### WHAT IS NEEDED
Resize the data between the line containing "Return the polygon of every instance of the smiley" and the end of the data, inclusive. Write those lines out in full, keeping all other text unchanged, but multiply every coordinate in the path outlines by 1.7 and round to the nearest whole number, with halves rounded up. Omit the pictures from your answer.

++++ STORED RECORDS

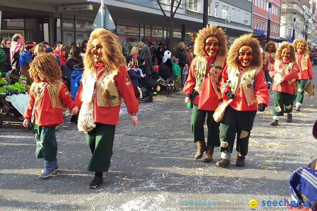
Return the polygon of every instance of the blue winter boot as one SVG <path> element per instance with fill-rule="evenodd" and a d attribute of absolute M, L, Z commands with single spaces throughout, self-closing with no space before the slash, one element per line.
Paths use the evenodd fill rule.
<path fill-rule="evenodd" d="M 59 168 L 58 168 L 58 164 L 57 164 L 57 158 L 56 158 L 54 160 L 54 169 L 55 171 L 59 171 Z"/>
<path fill-rule="evenodd" d="M 55 172 L 55 166 L 54 165 L 54 160 L 52 160 L 48 161 L 44 161 L 44 166 L 45 167 L 45 169 L 42 174 L 40 175 L 40 177 L 44 179 L 47 178 L 49 177 L 53 173 Z"/>

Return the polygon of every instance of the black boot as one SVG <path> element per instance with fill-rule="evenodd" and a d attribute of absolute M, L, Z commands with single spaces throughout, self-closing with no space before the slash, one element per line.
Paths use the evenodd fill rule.
<path fill-rule="evenodd" d="M 95 177 L 94 177 L 94 179 L 89 184 L 89 186 L 88 187 L 90 188 L 96 188 L 101 184 L 103 181 L 102 172 L 95 172 Z"/>

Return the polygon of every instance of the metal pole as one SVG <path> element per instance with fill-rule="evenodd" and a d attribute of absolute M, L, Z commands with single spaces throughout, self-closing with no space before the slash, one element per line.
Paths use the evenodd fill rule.
<path fill-rule="evenodd" d="M 101 12 L 101 28 L 105 28 L 105 23 L 104 22 L 105 16 L 105 2 L 104 0 L 101 0 L 101 6 L 102 7 Z"/>
<path fill-rule="evenodd" d="M 296 13 L 294 13 L 294 20 L 293 22 L 293 41 L 295 39 L 295 21 L 296 21 Z"/>
<path fill-rule="evenodd" d="M 204 0 L 204 16 L 203 19 L 203 28 L 206 27 L 208 24 L 208 0 Z M 210 8 L 211 9 L 211 8 Z"/>
<path fill-rule="evenodd" d="M 268 1 L 268 32 L 267 33 L 266 44 L 270 41 L 270 32 L 271 31 L 271 13 L 272 7 L 272 1 Z"/>

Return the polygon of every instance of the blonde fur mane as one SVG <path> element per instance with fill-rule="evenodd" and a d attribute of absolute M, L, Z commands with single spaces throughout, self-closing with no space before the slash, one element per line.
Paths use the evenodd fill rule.
<path fill-rule="evenodd" d="M 91 43 L 95 39 L 98 39 L 102 46 L 101 59 L 107 67 L 113 70 L 119 71 L 122 66 L 126 65 L 126 59 L 123 56 L 121 45 L 118 37 L 108 30 L 97 28 L 91 33 L 87 44 L 86 56 L 84 59 L 85 71 L 93 73 L 95 65 L 94 55 L 91 53 L 93 47 Z"/>
<path fill-rule="evenodd" d="M 229 54 L 227 58 L 227 64 L 228 66 L 236 68 L 238 67 L 240 64 L 238 58 L 239 49 L 241 46 L 244 45 L 251 46 L 253 51 L 253 59 L 250 64 L 250 67 L 251 68 L 262 68 L 263 66 L 263 60 L 260 50 L 260 42 L 257 39 L 252 37 L 252 34 L 242 35 L 235 41 L 229 51 Z"/>
<path fill-rule="evenodd" d="M 227 55 L 228 49 L 227 48 L 227 35 L 221 28 L 217 28 L 217 24 L 207 25 L 204 28 L 199 30 L 197 37 L 195 40 L 195 48 L 194 53 L 196 56 L 205 56 L 207 52 L 205 50 L 206 40 L 208 37 L 215 36 L 219 40 L 219 50 L 217 55 Z"/>
<path fill-rule="evenodd" d="M 300 42 L 301 42 L 301 41 L 300 41 Z M 280 60 L 282 59 L 281 54 L 282 53 L 282 51 L 284 48 L 288 48 L 291 51 L 291 56 L 289 57 L 289 59 L 293 63 L 296 62 L 296 57 L 295 57 L 295 49 L 294 47 L 294 45 L 292 44 L 285 41 L 282 42 L 281 45 L 277 48 L 277 51 L 275 53 L 275 60 Z"/>
<path fill-rule="evenodd" d="M 273 41 L 270 41 L 268 43 L 264 48 L 264 51 L 268 52 L 268 47 L 270 46 L 273 46 L 273 50 L 272 51 L 272 52 L 273 53 L 275 53 L 276 52 L 276 46 L 275 44 L 275 42 Z"/>
<path fill-rule="evenodd" d="M 295 48 L 295 52 L 296 52 L 296 46 L 300 42 L 301 42 L 304 43 L 304 50 L 303 50 L 302 53 L 304 54 L 309 55 L 309 49 L 308 49 L 308 42 L 304 39 L 296 39 L 293 41 L 292 44 L 293 44 L 293 46 Z"/>

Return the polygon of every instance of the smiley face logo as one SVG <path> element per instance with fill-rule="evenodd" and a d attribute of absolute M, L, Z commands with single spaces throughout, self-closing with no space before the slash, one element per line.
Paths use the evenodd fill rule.
<path fill-rule="evenodd" d="M 254 199 L 252 199 L 249 202 L 249 205 L 252 208 L 255 208 L 257 205 L 257 202 Z"/>

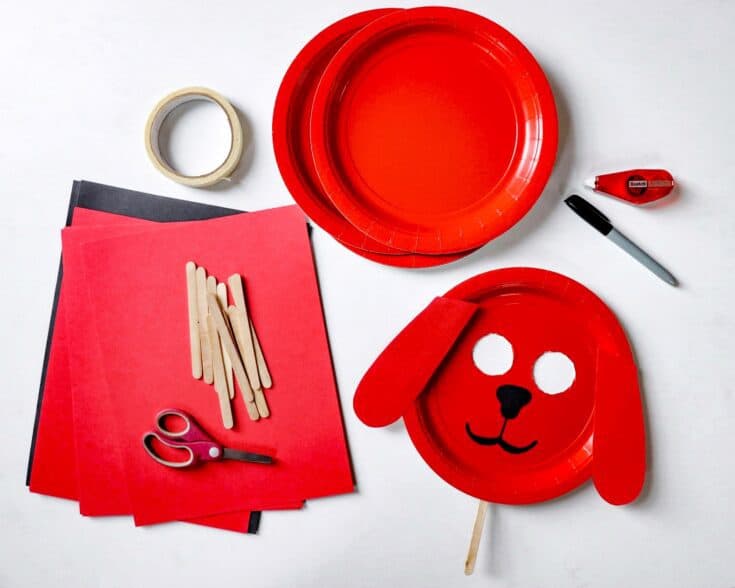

++++++++

### ANSWER TO THIS PROBLEM
Return the polygon of every instance of the smiley face logo as one SVG <path> element per instance with fill-rule="evenodd" and a d attribute of absolute M, L, Z commands with single spaces throughout, self-closing with no space before the slash, one element per line.
Paths use the evenodd fill rule.
<path fill-rule="evenodd" d="M 432 338 L 428 338 L 423 343 L 423 349 L 428 354 L 434 354 L 437 349 L 437 343 Z"/>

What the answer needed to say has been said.